For every line in the entries that contains "value", show the whole line.

(Collected data entries)
----------------

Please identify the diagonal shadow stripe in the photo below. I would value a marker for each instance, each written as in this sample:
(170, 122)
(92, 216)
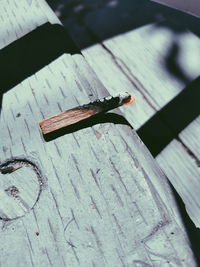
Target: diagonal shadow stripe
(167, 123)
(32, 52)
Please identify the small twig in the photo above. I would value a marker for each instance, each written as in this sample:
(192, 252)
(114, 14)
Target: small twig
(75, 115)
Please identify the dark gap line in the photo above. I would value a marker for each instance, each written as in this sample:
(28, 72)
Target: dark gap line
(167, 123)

----------------

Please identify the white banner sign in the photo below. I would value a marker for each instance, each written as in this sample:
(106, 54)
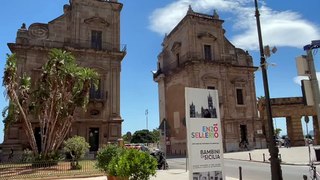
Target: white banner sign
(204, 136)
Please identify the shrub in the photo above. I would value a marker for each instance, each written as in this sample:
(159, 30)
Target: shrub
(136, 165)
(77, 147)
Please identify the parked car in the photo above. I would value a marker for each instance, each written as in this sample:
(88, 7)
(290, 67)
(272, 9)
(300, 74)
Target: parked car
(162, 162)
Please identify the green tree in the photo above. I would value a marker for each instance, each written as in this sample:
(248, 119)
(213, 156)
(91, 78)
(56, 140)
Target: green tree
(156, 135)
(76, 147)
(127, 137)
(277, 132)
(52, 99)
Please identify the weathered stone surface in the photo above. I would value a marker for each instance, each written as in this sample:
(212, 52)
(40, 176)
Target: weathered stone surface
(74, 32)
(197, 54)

----------------

▶ _Answer for the task_:
Please identify the diagonal shadow stripe in the photo below. I would value a marker for each instance, each written as in this sample:
Please identify the small twig in the photo above. I would value a marker for each instance, each written as in this sample:
Please identify the dark gap line in the photo above. I would value a marker for each instance, each written as in this sample:
Please identify the white banner sign in the photo below. I would value a marker for each instance, each written as in this sample:
Please identify the shrub in the photo above. I would value a marker for each instance, each written as in this sample:
Please identify the parked car in the photo above. I would value a marker for each instance, each written as in this sample:
Please identify the green tree in the photo above. I would value a marker for each instance, each written as in this sample:
Please identify the weathered stone surface in the photo above. I would value a marker for each instance, each written as in this sample:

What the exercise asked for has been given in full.